**REQUIRED TASKS:**
(1) In the passage on Thomas Friedman's book, which five realms do the three accelerating forces transform?
(2) Repeat the passage on Thomas Friedman's book word for word, from "In the interview, Friedman" to "to feel dislocated.".
(3) Write the next part of the passage on Thomas Friedman's book, picking up after its final sentence.

**GIVEN PASSAGE:**
*****
Friedman

We’ve all been feeling it, our lives are moving at an accelerated rate and we are constantly trying to keep up. In Thomas Friedman’s latest book, “Thank You for Being Late: An Optimist’s Guide to Thriving in the Age of Accelerations,” the Pulitzer Prize-winning author and New York Times columnist takes a look at the three largest forces that are accelerating all at once―Moore’s law (technology), the Market (digital globalization), and Mother Nature (climate change and biodiversity loss)—and how they are transforming five key realms: the workplace, politics, geopolitics, ethics, and community.

Friedman recently appeared on Charlie Rose’s PBS show to discuss the book and what solutions he thinks we need to focus on to thrive now and in the future.

Full Interview: Thomas Friedman on Charlie Rose

In the interview, Friedman explains how the greatest technological boom in our history in 2007, and the worst recession since 1929 in 2008, created the perfect storm for the economic climate we’re in right now. What added to the problem was that at the same time our physical technologies leapt ahead and we saw a loss in working class jobs to machines and globalization, our politics froze our social technologies that needed to adapt with it—new learning, new regulating, new social adaptations, new managerial systems—causing a lot of people to feel dislocated.
*****
**PROVIDED DATA:**
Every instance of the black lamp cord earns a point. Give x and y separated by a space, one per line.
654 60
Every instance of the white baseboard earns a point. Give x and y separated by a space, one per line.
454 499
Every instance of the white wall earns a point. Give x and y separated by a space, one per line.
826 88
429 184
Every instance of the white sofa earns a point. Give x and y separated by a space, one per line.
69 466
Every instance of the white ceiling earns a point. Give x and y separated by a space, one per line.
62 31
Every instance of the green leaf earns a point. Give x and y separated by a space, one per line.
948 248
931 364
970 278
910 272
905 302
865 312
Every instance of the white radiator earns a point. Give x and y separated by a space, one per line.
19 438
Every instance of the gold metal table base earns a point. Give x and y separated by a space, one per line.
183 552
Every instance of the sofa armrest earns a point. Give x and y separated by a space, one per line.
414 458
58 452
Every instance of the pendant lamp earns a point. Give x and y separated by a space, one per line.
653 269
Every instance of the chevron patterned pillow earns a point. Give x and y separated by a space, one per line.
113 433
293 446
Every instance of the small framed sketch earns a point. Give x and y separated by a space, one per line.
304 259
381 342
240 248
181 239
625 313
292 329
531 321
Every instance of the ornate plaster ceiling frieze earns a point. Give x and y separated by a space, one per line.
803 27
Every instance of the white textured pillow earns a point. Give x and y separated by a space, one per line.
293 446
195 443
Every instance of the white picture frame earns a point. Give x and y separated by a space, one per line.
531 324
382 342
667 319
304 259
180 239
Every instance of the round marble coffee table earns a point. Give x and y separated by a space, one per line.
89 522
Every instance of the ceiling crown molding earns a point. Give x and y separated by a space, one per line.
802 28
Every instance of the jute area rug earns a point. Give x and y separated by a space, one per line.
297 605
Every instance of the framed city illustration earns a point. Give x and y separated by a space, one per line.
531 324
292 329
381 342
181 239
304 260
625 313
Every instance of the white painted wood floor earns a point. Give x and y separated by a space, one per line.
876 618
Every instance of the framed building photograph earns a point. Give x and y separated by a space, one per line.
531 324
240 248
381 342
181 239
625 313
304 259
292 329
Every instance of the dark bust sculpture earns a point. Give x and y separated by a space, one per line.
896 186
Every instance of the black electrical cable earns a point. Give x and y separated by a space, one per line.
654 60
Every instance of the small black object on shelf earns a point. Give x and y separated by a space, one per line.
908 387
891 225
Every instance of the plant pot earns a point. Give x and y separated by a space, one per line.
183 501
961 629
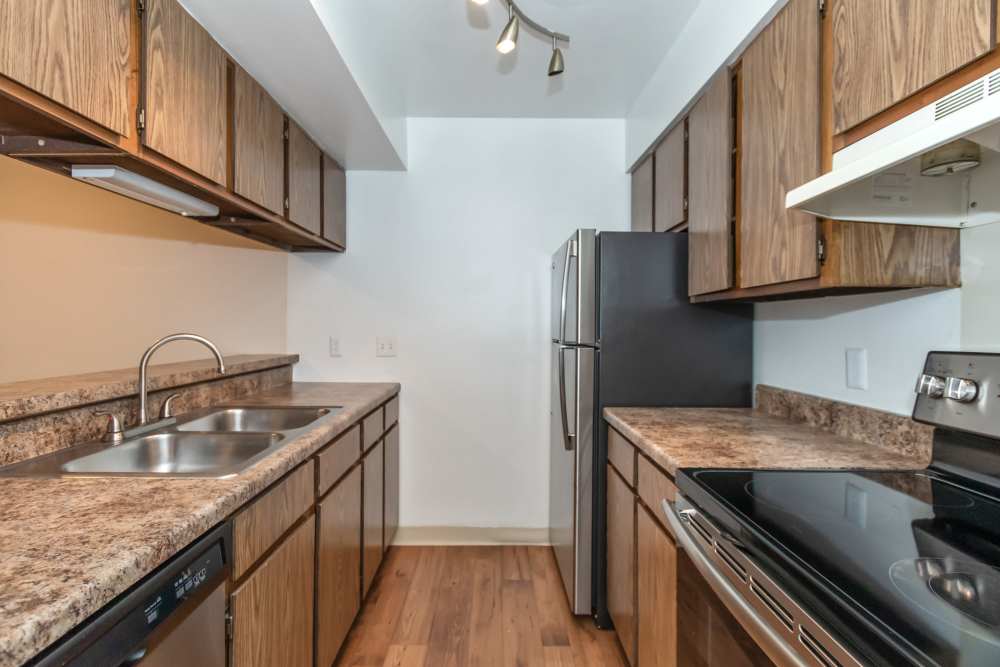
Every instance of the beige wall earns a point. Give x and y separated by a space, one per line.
88 279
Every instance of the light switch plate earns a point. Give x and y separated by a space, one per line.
385 346
857 368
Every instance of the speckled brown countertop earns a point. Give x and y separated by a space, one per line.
743 438
69 546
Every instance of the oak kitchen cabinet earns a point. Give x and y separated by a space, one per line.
642 557
744 243
304 180
334 202
670 183
642 196
710 189
75 52
883 51
185 95
258 144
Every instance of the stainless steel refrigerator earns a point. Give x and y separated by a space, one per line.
625 333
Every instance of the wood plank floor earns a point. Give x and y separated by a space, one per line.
473 607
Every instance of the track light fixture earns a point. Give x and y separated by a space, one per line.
508 38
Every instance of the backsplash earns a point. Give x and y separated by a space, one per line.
45 419
856 422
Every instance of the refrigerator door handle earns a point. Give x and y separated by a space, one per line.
571 252
568 438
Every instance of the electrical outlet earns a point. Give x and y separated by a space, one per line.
385 346
857 368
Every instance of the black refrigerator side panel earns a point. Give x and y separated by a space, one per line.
658 349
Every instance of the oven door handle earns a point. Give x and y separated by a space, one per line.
769 641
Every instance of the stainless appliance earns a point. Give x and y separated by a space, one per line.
853 568
175 616
625 333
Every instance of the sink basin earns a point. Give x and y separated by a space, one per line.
176 454
234 420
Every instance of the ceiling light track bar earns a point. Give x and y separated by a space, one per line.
537 27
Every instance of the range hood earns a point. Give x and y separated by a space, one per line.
938 166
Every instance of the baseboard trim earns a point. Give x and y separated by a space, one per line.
468 535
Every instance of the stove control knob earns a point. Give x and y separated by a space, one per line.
961 390
931 385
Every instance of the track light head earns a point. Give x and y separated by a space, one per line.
508 38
*****
**OUTPUTS IN ORDER:**
(1) The workplace, politics, geopolitics, ethics, and community.

(2)
In the interview, Friedman explains how the greatest technological boom in our history in 2007, and the worst recession since 1929 in 2008, created the perfect storm for the economic climate we’re in right now. What added to the problem was that at the same time our physical technologies leapt ahead and we saw a loss in working class jobs to machines and globalization, our politics froze our social technologies that needed to adapt with it—new learning, new regulating, new social adaptations, new managerial systems—causing a lot of people to feel dislocated.

(3)
And while globalization is a part of the problem when it comes to lost jobs, Friedman says it’s technology that has been taking away a lot more jobs and it’s not something that is going to go away. It’s here where Friedman argues that in order for the workforce to be successful we need to be open to adapt and we need to get more educated.

As he explains the “social contract of the future” between companies and employees is “you can be a life-long employee, but only if you’re a life-long learner.” People are going to have to accept the fact that they will need new skills to adapt to the changing needs of their employers, and they are going to need those skills more often. And to create a symbiotic relationship, employers will need to relay the skills needed and provide the training necessary for employees to evolve with the changing demands.

Solutions like this, Friedman says, are there, they just need to be scaled. In the 21st century, these problems can’t be solved on a national level, but will come from “healthy communities,” communities like those he’s seen in Seattle, Raleigh, Austin and Minneapolis that are politically bipartisan where people from diverse backgrounds are living and working together to solve their problems of education and the workplace at the local level.

He concludes with a verse from a Brandi Carlile folk song, The Eye:

“I wrapped your love around me like a chain
But I never was afraid that it would die
You can dance in a hurricane
But only if you’re standing in the eye”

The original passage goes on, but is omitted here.